• ARTICLE
┄┄┄┄┄┄┄┄┄┄┄┄┄┄┄┄┄┄┄┄

EKS and the quest for IP addresses: Secondary CIDR ranges and private NAT gateways

EKS and its hunger for IP addresses

Kubernetes allows running highly diverse workloads with similar effort. From a user perspective there’s little difference between running 2 pods on a node, each consuming 2 vCPU, and running tens of pods each consuming 0.05 vCPU. Looking at the network however, there is a big difference: Each pod needs to have a unique IP address. In most Kubernetes implementations there is a CNI plugin that allocates each pod an IP address in an IP space that is internal to the cluster.

EKS, the managed Kubernetes offering by AWS, by default uses the Amazon VPC CNI plugin for Kubernetes. Different to most networking implementations, this assigns each pod a dedicated IP address in the VPC, the network the nodes reside in.

What the VPC CNI plugin does 1 boils down to this:

  • It keeps a number of network interfaces (ENIs) and IP addresses ‘warm’ on each node, to be able to quickly assign IP addresses to new pods.
  • By default it keeps an entire spare ENI warm.
  • This means that any node effectively claims 2 ENIs * ips-per-ENI, since there will always be at least one daemonset claiming an IP address of the first ENI.

Now if we look at the list of available IP addresses per ENI and calculate an example:

  • EC2 type m5.xlarge, 15 IP addresses per ENI. 30 IP addresses at minimum per node.
  • Say, we have 50 nodes running. That’s 1500 private addresses taken. (For perspective: That’s ~$7000/month worth of on-demand EC2 compute).
  • Say, we have /21 VPC, providing 3 /23 private subnets. That’s 3 x 512 = 1536 available IP addresses.
  • Managed services also need IP addresses…

We can see where this is going. So, creating /16 VPCs it is then? Probably not.

Feeding the clusters

Multiple VPCs

In a lot of organizations there is not just one VPC. The networking landscape might be a combination of:

  • Multiple AWS accounts and VPCs in one or more regions
  • Data centers
  • Office networks
  • Peered services, like DBaaS from providers other than AWS

There are many ways to connect VPCs and other networks. The larger the CIDR range is that needs to be routable from outside the VPC, the more likely it becomes that there is overlap.

As a result, in larger organizations, individual AWS accounts are typically provided a VPC with a relatively small CIDR range, that fits in the larger networking plan. To still have ‘lots of ips’, AWS VPCs can be configured with with secondary CIDR ranges.

This solves the IP space problem, however does not by itself solve the routing problem. The secondary CIDR range would still need to be unique in the total networking landscape to be routable from outside the VPC. This could not be an actual problem if workloads in the secondary CIDR only need to connect to resources within the VPC but this very often is not the case.

Quite recently AWS introduced Private NAT gateways which, together with custom networking, are options to facilitate routable EKS pods in secondary CIDR ranges.

VPC setups

Let’s go over some VPC setups to illustrate the problem and see how we can run EKS.

┄┄┄┄┄┄┄┄┄┄┄┄┄┄┄┄┄┄┄┄

• WHAT TO WORK ON
(1) Summarize the article on EKS and IP addresses in three sentences.
(2) Provide a continuation of the article on EKS and IP addresses, picking up after its final sentence.

┄┄┄┄┄┄┄┄┄┄┄┄┄┄┄┄┄┄┄┄

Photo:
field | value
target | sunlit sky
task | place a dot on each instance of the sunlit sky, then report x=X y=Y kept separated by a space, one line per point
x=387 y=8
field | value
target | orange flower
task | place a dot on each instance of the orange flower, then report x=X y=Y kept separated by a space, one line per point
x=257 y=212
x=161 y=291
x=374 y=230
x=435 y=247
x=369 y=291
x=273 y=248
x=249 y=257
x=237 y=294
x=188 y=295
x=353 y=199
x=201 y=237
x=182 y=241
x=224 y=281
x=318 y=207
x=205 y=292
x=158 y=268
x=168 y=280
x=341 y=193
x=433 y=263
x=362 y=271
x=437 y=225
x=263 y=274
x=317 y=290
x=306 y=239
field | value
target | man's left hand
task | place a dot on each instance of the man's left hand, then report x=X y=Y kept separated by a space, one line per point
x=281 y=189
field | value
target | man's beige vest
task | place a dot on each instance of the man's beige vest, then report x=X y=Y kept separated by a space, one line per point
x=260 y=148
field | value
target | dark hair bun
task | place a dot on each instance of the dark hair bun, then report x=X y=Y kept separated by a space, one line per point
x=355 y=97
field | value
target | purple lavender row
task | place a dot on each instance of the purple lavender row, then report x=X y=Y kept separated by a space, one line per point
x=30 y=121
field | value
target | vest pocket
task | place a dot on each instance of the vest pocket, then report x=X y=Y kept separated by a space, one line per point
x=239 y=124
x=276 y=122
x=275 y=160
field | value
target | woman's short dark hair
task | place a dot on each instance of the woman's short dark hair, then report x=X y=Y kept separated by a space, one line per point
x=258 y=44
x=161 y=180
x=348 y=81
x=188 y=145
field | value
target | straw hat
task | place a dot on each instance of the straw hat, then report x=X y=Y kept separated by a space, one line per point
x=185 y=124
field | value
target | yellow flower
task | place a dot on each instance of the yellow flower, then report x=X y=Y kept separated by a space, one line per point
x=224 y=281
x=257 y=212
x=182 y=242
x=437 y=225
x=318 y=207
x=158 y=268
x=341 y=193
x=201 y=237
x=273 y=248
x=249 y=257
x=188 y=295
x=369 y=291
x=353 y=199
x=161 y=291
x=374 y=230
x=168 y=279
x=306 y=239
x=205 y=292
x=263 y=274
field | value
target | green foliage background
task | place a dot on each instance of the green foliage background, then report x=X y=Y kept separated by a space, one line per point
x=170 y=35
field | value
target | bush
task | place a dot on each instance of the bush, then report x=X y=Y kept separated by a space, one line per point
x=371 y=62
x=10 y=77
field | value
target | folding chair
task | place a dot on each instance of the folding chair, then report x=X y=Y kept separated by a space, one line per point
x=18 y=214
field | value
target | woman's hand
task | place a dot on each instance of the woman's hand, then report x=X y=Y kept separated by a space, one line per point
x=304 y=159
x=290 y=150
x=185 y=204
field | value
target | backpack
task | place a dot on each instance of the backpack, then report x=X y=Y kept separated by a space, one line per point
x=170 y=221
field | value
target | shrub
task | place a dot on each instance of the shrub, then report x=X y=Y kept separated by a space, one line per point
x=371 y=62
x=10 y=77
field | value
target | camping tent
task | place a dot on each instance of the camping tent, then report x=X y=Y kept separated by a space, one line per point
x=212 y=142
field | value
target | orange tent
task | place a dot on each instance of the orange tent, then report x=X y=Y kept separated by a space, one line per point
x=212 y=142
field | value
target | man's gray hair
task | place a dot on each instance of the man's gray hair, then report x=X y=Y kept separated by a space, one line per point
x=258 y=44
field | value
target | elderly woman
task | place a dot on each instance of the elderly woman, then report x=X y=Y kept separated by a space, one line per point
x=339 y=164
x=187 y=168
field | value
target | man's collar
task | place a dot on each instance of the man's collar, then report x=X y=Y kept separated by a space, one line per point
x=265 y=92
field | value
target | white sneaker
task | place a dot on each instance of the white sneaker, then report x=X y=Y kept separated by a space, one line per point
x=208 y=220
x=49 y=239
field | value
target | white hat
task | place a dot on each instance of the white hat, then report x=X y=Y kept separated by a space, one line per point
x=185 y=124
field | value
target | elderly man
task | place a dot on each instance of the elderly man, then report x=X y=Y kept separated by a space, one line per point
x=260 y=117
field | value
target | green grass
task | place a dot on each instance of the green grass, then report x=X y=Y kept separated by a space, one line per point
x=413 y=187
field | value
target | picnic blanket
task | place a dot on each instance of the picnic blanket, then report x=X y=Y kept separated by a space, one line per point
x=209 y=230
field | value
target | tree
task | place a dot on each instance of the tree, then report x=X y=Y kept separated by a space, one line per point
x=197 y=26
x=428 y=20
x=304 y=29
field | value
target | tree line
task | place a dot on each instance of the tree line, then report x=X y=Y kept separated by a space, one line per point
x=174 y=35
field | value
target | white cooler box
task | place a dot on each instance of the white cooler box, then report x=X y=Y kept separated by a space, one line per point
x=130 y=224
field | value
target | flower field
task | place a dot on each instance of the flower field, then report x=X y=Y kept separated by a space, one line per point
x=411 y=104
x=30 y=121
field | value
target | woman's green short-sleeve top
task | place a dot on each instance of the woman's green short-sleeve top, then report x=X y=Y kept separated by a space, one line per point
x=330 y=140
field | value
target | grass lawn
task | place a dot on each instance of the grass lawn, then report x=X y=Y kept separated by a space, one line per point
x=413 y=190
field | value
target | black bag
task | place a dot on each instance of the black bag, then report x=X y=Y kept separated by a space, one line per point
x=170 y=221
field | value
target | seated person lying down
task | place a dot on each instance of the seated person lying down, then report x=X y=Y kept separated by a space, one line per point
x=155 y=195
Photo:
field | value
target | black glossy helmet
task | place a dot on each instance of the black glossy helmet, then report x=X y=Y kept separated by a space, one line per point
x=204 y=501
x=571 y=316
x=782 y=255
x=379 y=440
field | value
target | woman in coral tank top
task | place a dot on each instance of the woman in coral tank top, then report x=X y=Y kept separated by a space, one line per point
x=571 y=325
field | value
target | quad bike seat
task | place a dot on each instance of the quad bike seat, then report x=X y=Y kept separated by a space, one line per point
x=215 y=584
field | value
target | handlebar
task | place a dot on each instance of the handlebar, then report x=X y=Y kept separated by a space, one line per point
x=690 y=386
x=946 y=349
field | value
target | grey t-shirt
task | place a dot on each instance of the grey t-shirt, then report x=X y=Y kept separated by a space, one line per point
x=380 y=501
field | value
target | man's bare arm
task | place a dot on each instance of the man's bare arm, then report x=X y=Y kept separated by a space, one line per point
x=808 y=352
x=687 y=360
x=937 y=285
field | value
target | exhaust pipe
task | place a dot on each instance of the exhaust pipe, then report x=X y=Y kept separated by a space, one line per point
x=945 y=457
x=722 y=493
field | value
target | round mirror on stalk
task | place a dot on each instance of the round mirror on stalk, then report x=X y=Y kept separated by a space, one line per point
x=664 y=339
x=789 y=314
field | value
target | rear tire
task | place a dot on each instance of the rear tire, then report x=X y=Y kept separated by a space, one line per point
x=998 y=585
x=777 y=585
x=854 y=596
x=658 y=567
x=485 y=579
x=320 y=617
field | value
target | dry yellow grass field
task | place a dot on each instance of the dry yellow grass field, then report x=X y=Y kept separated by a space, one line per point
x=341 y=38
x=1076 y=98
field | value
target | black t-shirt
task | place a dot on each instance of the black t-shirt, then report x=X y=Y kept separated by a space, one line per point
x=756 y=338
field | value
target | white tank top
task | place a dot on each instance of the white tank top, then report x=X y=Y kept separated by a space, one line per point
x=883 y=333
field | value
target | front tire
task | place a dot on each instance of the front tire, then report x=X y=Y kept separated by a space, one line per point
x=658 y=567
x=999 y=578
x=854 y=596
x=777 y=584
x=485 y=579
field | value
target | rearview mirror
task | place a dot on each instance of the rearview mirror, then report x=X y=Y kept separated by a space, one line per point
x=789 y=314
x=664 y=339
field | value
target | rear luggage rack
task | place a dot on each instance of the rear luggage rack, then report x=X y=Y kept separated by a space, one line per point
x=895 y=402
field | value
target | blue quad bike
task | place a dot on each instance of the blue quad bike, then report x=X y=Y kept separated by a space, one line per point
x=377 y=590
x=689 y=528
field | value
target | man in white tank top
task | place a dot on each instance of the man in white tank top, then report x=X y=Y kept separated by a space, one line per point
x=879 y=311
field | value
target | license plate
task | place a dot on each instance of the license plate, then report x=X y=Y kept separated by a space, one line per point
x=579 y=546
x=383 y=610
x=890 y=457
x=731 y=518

┄┄┄┄┄┄┄┄┄┄┄┄┄┄┄┄┄┄┄┄

• EXPECTED OUTPUTS
(1) By default, EKS uses the Amazon VPC CNI plugin, which assigns each pod a dedicated IP address in the VPC and keeps network interfaces and addresses warm on each node, so every node claims many addresses and a modest VPC can run short. In larger organizations, individual AWS accounts are typically given VPCs with relatively small CIDR ranges that fit the wider networking plan, and secondary CIDR ranges can be added to supply more IP space. Secondary ranges do not by themselves solve the routing problem, so private NAT gateways, which AWS introduced recently, and custom networking are options for making EKS pods in secondary CIDR ranges routable.

(2)
Basic

A basic VPC consists of a single CIDR range, some private and public subnets, a NAT gateway and an Internet Gateway. Depending on the primary CIDR range size this might be sufficient, but in the scope of larger organizations let’s assume a relatively small CIDR range.

Basic VPC

  • Pro: Simple
  • Con: Private IP exhaustion

Secondary CIDR range

Next step: Adding a secondary CIDR range, placing nodes and pods in the secondary subnets. This could work if workloads never need to connect to resources in private networks outside the VPC, which is unlikely. Theoretically pods would be able to send packets to other VPCs but there is no route back.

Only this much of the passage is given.